Repeat exactly the lines of the listing from the line containing "Task: for the roadway count, mark the woman's face" through its last line, and nothing beyond them.

::: Items

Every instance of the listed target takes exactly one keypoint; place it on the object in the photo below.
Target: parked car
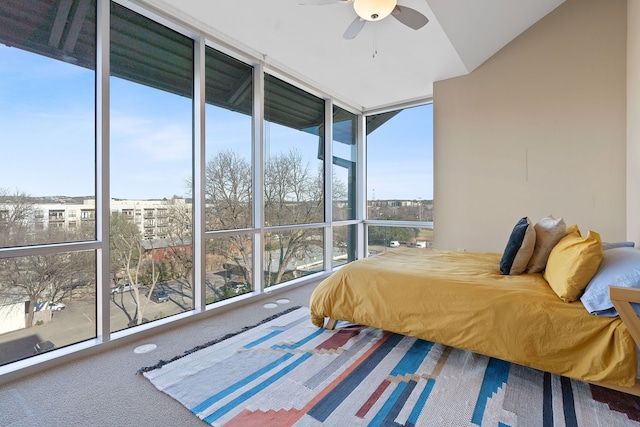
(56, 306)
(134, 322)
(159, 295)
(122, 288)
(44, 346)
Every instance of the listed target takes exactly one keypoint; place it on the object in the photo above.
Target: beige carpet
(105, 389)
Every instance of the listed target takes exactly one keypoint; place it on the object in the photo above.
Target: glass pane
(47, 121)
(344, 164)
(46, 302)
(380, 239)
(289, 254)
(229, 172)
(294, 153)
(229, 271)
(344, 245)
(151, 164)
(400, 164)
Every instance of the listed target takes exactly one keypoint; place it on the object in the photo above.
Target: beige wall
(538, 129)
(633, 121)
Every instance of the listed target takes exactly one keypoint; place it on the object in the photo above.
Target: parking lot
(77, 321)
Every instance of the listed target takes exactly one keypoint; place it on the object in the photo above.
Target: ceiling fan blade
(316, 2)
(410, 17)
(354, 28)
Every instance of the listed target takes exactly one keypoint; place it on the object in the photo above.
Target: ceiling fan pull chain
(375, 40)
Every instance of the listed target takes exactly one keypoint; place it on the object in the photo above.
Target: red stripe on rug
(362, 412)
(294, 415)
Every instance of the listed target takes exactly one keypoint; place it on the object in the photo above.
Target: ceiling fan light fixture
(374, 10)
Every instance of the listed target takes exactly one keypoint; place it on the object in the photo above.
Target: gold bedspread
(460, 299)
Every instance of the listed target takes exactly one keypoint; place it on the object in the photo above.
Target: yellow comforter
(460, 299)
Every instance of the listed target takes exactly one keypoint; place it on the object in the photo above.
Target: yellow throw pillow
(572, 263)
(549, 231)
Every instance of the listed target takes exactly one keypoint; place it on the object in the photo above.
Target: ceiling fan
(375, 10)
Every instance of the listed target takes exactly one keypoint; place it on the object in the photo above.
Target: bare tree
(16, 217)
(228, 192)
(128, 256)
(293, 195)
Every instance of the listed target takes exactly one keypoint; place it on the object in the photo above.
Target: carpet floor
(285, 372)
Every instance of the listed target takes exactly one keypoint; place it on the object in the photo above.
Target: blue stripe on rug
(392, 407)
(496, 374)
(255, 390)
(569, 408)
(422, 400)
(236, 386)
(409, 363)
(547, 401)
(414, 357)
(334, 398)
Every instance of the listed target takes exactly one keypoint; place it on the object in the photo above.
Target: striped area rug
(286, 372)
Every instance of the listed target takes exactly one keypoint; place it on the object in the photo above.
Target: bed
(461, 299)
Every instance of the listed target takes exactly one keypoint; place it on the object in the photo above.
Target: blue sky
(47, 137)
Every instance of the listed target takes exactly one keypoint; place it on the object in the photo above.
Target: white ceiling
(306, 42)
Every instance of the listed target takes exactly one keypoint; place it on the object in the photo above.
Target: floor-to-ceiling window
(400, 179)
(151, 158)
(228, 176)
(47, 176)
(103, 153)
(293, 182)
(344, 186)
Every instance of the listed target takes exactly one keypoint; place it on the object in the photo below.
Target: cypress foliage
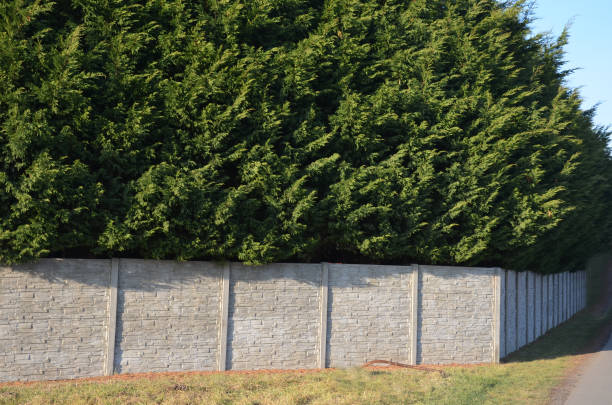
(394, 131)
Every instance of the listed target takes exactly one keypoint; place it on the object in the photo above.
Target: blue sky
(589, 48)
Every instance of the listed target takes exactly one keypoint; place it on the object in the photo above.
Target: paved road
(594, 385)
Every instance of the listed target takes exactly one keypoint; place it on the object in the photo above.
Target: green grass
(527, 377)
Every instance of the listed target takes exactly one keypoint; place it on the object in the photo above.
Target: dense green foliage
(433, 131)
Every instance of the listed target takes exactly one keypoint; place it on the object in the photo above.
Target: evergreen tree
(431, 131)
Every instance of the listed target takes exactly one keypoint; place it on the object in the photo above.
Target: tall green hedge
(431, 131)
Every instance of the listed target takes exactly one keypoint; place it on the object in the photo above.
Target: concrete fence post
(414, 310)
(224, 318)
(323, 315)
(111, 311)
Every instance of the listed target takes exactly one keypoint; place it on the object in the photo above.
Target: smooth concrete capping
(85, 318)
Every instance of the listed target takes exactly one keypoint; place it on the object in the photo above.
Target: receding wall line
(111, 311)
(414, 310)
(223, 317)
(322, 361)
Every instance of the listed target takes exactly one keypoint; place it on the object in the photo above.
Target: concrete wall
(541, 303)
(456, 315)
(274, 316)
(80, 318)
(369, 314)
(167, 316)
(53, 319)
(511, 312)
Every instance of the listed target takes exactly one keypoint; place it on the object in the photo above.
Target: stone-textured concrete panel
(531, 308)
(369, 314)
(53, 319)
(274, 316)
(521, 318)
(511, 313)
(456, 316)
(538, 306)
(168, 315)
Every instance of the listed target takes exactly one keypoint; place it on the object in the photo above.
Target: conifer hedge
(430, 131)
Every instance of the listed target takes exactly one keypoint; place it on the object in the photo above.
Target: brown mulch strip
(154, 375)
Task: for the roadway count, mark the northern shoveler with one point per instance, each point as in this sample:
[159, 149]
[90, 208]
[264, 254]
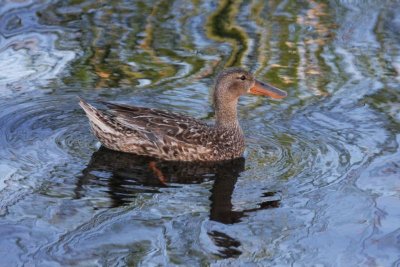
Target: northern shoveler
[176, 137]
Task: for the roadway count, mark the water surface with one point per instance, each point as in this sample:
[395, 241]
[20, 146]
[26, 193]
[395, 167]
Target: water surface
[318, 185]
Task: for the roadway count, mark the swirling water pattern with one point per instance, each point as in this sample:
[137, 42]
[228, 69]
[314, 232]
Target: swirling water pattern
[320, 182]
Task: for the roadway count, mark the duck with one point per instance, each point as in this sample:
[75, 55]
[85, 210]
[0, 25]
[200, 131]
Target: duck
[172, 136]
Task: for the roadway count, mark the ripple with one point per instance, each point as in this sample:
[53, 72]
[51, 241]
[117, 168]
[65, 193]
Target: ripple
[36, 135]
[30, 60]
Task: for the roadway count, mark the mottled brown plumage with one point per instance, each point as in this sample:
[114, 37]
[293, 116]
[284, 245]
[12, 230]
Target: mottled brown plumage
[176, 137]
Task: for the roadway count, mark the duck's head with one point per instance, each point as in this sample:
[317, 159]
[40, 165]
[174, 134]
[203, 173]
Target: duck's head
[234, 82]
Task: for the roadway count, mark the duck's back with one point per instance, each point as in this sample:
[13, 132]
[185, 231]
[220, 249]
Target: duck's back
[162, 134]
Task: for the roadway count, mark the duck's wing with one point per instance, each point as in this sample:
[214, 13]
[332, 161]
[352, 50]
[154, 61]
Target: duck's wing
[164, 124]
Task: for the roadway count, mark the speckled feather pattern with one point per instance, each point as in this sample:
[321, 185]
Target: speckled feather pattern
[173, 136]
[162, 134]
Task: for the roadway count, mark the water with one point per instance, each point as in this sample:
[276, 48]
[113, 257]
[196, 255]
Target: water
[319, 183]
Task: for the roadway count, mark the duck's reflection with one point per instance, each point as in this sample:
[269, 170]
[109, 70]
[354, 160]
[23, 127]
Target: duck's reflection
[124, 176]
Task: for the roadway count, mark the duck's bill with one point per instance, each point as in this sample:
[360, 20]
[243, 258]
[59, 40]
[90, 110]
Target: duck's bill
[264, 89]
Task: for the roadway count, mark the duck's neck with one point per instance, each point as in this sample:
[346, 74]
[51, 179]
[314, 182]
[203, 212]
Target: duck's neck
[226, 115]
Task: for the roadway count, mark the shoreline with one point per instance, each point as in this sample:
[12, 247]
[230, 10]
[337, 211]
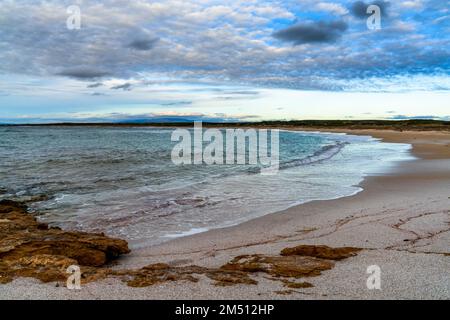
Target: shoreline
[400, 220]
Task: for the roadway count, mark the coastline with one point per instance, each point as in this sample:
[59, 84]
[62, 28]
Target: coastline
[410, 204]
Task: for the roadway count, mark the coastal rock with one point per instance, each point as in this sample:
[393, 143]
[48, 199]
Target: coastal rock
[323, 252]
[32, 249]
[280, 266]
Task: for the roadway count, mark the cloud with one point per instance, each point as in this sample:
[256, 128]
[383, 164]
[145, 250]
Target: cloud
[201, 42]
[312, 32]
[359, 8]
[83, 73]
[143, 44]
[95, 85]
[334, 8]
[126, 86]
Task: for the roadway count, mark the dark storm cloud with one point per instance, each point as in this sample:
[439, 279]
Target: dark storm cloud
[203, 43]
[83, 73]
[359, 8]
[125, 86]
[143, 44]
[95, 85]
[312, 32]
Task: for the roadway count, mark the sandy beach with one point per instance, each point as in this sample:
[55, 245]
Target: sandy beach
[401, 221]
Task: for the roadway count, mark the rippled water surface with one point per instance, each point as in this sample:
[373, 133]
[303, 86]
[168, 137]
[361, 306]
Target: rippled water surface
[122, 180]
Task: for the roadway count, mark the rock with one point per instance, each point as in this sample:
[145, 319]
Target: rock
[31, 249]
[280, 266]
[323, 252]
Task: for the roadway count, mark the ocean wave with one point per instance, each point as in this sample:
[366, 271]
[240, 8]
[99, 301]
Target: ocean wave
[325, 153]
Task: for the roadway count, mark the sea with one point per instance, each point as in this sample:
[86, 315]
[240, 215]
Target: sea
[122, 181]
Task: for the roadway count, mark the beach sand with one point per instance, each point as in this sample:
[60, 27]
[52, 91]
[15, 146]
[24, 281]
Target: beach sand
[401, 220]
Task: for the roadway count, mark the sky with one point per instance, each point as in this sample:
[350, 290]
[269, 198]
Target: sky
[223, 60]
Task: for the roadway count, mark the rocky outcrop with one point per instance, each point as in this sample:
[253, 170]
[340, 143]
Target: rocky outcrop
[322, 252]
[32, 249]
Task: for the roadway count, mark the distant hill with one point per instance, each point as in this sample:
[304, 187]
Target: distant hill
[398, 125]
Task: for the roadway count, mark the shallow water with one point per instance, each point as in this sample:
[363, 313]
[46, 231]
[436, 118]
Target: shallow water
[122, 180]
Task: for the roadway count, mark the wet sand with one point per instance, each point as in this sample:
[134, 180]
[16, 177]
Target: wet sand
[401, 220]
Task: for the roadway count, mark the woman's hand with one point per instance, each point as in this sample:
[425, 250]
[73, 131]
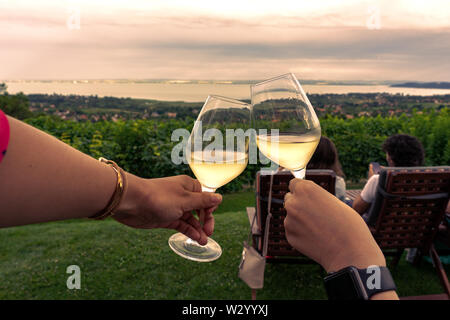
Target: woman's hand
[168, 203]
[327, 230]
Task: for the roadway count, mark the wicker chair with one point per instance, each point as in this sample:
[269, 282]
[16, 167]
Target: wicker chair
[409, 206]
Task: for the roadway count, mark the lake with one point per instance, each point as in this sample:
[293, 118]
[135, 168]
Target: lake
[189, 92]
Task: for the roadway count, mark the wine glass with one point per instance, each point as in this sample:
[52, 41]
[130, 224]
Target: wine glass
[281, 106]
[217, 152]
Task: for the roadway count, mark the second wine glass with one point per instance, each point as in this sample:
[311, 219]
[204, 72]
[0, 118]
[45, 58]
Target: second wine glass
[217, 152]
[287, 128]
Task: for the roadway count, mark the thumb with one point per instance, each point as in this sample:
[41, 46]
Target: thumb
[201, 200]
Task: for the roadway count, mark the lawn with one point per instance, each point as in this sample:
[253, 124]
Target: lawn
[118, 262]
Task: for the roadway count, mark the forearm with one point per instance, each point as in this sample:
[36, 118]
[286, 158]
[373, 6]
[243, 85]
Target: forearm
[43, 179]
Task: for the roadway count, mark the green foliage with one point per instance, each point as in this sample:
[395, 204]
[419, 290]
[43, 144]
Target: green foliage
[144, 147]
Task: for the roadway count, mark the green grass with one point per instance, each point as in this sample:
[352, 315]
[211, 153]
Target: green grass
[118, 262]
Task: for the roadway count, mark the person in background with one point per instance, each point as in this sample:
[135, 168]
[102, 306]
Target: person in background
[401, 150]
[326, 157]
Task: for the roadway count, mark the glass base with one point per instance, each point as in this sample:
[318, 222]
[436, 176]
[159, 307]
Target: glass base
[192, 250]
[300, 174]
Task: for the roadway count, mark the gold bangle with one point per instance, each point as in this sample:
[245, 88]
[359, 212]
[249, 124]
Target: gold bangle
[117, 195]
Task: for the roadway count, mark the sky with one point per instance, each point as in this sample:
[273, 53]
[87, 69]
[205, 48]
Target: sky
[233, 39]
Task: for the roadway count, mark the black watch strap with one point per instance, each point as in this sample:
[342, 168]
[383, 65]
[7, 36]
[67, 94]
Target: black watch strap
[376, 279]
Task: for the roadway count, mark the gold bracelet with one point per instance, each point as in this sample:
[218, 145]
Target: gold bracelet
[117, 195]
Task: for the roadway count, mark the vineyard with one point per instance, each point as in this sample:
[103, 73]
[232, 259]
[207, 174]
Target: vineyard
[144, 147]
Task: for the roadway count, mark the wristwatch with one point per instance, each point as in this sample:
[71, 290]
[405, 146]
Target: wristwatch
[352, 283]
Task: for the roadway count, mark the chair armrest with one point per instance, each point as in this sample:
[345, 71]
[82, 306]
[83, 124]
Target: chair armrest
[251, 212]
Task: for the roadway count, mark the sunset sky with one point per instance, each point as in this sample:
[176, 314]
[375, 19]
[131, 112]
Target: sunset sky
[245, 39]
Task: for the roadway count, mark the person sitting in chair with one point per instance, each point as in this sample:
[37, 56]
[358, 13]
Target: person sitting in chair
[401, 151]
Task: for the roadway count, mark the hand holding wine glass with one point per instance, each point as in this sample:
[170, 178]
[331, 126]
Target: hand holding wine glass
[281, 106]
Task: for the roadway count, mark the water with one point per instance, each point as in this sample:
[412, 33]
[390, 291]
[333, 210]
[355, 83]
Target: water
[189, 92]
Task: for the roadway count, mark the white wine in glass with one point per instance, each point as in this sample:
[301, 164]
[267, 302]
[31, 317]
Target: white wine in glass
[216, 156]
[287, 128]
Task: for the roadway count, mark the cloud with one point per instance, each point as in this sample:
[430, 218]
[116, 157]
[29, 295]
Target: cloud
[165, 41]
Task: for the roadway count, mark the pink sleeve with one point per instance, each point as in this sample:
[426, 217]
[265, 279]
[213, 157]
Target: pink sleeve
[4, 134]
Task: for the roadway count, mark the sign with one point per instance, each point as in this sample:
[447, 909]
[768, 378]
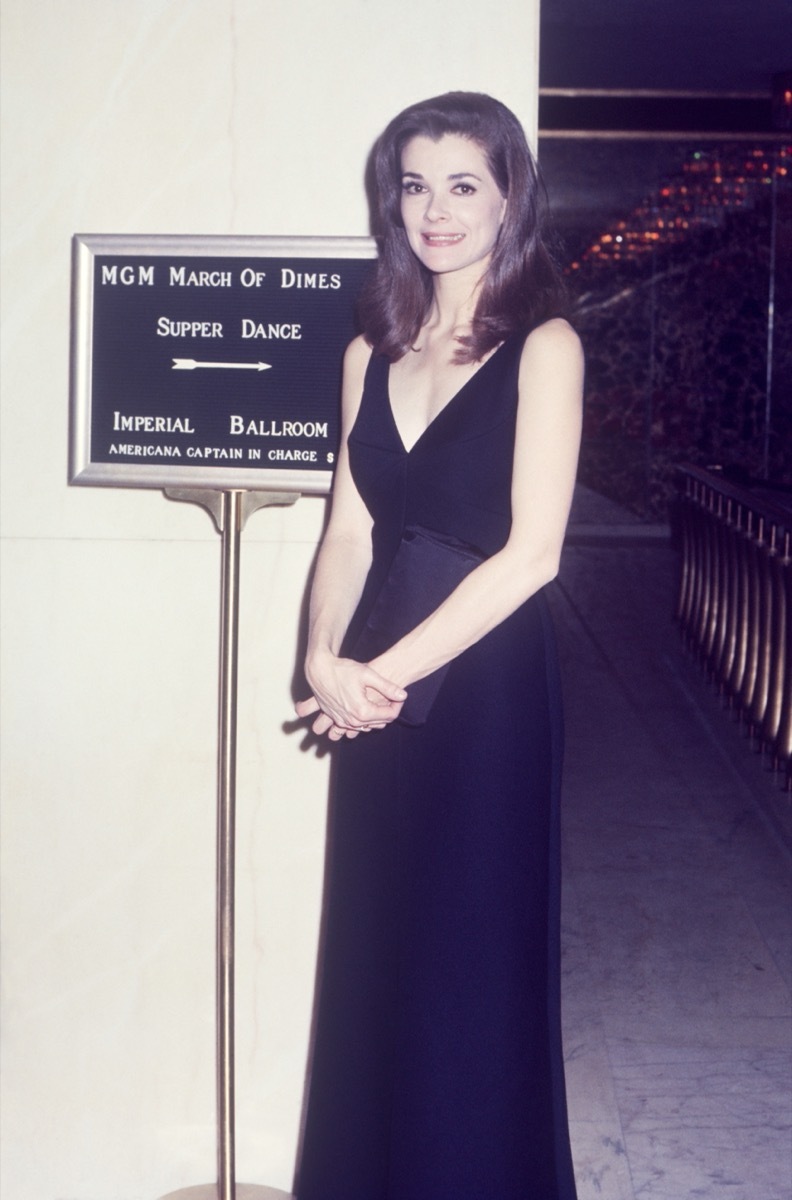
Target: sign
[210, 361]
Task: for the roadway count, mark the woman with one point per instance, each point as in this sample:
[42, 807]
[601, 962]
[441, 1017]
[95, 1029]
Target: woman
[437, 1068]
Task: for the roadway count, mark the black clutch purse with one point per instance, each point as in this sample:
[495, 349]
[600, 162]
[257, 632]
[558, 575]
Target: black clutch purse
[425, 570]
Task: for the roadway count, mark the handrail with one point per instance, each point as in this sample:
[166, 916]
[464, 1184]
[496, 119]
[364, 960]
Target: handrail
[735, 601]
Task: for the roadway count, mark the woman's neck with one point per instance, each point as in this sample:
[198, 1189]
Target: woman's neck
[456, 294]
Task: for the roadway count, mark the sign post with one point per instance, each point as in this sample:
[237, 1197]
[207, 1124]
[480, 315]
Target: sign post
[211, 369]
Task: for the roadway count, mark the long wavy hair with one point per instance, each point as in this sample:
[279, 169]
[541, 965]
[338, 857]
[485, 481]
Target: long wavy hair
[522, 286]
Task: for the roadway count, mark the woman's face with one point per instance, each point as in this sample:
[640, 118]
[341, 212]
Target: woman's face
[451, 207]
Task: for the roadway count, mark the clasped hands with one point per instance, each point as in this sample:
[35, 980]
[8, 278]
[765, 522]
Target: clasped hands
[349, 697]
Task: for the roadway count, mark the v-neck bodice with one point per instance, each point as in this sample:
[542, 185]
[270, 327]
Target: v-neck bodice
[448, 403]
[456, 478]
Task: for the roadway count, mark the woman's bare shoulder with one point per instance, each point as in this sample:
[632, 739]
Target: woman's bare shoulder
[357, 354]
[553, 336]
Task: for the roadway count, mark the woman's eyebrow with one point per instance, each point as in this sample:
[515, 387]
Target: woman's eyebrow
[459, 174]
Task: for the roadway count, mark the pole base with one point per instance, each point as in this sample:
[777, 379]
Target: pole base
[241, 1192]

::::::

Worked solution.
Task: for the roadway count, mark the woman's face with one point per instance, each point as in this sample:
[640, 118]
[341, 212]
Target: woman's face
[451, 207]
Task: for the roadway count, mark the clasped hands with one point per instance, each point as in this sample:
[35, 980]
[8, 278]
[765, 522]
Target: clasped hands
[349, 697]
Task: for the roadway count, mark the v-neck bodice with one point per instance, each point as in this sample:
[542, 185]
[270, 327]
Target: v-neck bodice
[448, 403]
[456, 478]
Task: for the roadway count, mark the woman's bare shoulder with one point per instance, each point as in this sample:
[632, 739]
Target: woman's bare shoulder
[357, 354]
[553, 336]
Task: for the roadway count, mark the woman's eyebrow with one point per instance, each point as in this sample:
[515, 387]
Target: woman's eyebrow
[459, 174]
Task: for the roadway count, mark the pole base with one point per instance, each point as in this sample:
[777, 379]
Target: pole base
[241, 1192]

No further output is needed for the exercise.